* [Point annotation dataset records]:
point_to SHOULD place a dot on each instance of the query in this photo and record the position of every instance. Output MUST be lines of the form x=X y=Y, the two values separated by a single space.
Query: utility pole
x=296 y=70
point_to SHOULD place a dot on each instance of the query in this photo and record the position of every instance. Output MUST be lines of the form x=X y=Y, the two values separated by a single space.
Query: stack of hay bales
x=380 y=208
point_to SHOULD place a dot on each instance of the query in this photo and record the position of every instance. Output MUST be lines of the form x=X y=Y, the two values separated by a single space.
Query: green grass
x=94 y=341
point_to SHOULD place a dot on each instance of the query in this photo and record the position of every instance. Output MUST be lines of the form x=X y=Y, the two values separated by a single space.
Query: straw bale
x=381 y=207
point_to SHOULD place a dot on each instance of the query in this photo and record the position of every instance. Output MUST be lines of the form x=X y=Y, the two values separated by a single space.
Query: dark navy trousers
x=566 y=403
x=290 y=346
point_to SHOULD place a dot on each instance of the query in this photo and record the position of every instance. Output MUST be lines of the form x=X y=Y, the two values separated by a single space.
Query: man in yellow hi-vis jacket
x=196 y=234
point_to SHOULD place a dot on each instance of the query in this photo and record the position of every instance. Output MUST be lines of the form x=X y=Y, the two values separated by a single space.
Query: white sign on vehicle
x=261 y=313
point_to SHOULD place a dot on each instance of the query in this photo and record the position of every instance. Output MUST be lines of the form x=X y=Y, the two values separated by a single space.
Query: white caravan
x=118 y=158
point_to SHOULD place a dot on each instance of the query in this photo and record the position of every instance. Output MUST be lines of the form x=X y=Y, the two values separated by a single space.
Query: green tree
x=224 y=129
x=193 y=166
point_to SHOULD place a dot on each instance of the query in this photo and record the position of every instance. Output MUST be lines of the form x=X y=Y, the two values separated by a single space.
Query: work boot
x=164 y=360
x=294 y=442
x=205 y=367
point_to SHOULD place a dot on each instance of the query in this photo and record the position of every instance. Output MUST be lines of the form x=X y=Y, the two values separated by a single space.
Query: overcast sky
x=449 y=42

* [Problem to solve]:
Pull out each line of the listing above that contains the word "white", matching upper and lower case exactly.

* [Solution for this exercise]:
Query: white sign on vehicle
Query: white caravan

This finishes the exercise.